● DIRECTIVE: Rewrite the records, beginning at the line that contains "the lower cabinet." and stopping after the line that contains "stainless steel dishwasher.", and update them so that "place a marker" becomes "put a point", with nothing else altered.

======== RECORDS FOR THE TASK

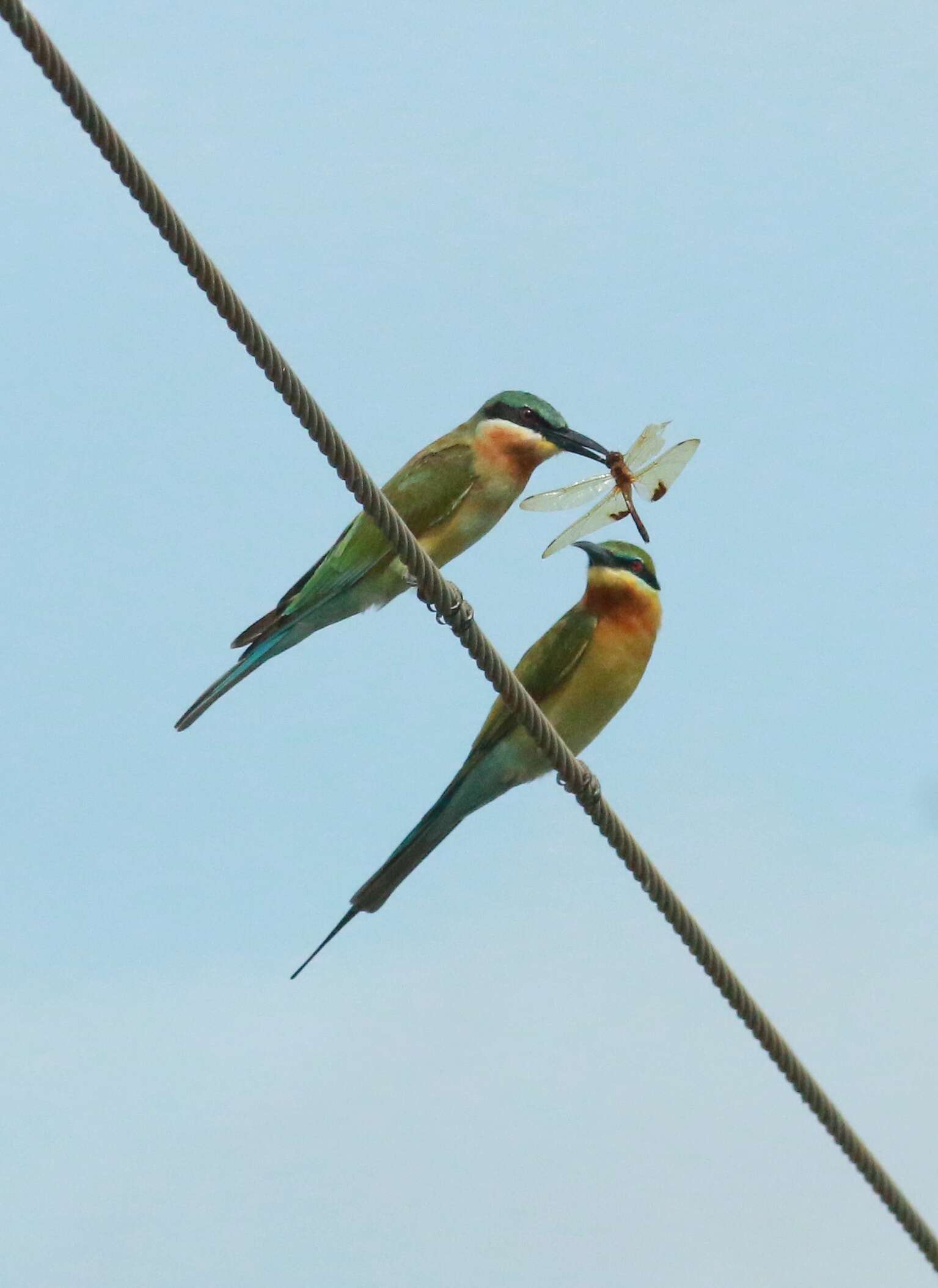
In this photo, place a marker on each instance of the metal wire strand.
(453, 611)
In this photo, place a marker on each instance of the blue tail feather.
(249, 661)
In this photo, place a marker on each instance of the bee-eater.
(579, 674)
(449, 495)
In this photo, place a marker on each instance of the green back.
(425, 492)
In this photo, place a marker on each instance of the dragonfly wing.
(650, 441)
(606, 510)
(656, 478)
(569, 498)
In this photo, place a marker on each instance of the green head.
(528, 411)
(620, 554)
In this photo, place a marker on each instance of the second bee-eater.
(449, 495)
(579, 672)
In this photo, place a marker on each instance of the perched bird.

================
======== RECORDS FOR THE TASK

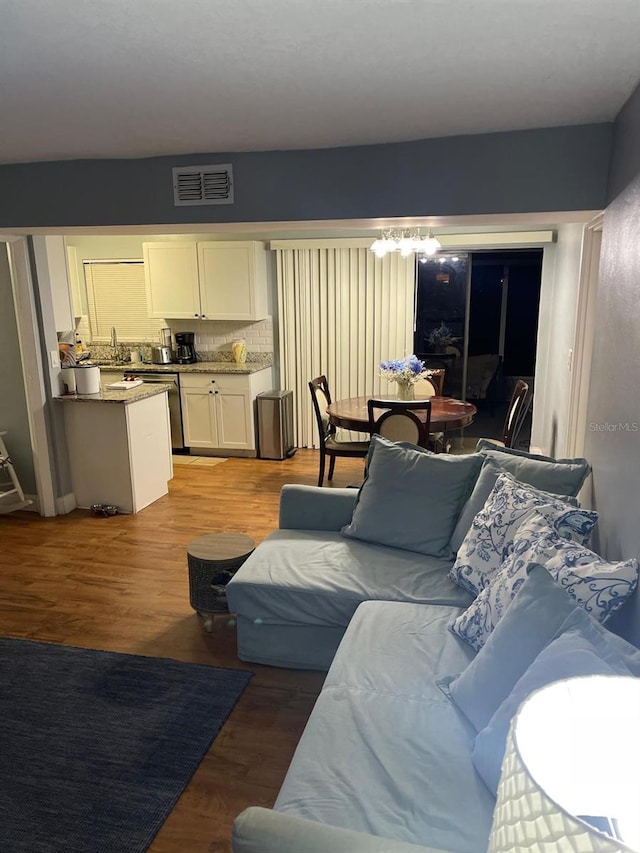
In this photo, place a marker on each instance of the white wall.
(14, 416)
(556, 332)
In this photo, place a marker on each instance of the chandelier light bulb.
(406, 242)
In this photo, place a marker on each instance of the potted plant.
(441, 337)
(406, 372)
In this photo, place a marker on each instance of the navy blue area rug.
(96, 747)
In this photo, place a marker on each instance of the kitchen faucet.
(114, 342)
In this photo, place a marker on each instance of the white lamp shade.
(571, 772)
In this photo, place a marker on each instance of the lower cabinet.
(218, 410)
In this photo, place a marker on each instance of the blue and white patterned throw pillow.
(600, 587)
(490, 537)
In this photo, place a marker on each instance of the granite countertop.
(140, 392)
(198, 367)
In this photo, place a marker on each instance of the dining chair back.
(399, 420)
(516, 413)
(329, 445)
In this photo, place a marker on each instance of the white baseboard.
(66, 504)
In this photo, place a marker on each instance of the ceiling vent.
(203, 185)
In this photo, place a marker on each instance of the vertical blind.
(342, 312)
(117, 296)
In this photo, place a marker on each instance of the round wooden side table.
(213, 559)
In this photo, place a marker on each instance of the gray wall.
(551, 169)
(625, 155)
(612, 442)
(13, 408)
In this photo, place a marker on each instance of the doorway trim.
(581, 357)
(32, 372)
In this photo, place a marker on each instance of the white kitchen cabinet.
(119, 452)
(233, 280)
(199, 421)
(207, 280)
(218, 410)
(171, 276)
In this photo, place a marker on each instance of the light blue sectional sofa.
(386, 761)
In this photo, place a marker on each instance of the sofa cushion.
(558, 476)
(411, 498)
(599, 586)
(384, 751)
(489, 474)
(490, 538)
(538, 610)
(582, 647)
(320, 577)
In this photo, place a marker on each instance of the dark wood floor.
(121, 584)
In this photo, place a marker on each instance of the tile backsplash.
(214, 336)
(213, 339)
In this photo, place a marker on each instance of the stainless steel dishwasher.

================

● FINAL RESULT:
In this photo, put a point on each instance of the lower cabinet.
(218, 410)
In this photo, put a point on each instance of the blue and white patterned throw pillow.
(600, 587)
(490, 537)
In this photo, put a point on each instance of the granite countertop.
(140, 392)
(198, 367)
In this photo, put a point on each instance of the dining chair back.
(399, 420)
(516, 413)
(329, 445)
In this photo, put a point on each instance of the white baseboard.
(66, 504)
In this photo, put a point on each instance of the ceiling vent.
(203, 185)
In this photo, put a point on each instance of the vertical blind.
(342, 312)
(117, 296)
In this photo, put a point on each instance of the round wooden side table.
(213, 559)
In this photo, put a point on each instance of the gray wall.
(551, 169)
(625, 155)
(612, 442)
(13, 408)
In this photo, put a point on each instance of the doorway trim.
(581, 357)
(32, 372)
In this photo, put a point on each instance of the white kitchen cabinet.
(119, 452)
(233, 280)
(199, 421)
(207, 280)
(218, 410)
(171, 276)
In this photo, put a point on each instance of the light blue sectional sofa.
(386, 761)
In this photo, put a point on each instance of the sofa cushion.
(558, 476)
(411, 498)
(599, 586)
(384, 751)
(489, 474)
(490, 538)
(538, 610)
(582, 647)
(320, 577)
In this photo, put a point on each instance of the dark wood floor.
(121, 584)
In this photo, put a point on each instance of the tile backsplash.
(214, 336)
(213, 339)
In this photo, put a point on each instance of the stainless steel dishwasher.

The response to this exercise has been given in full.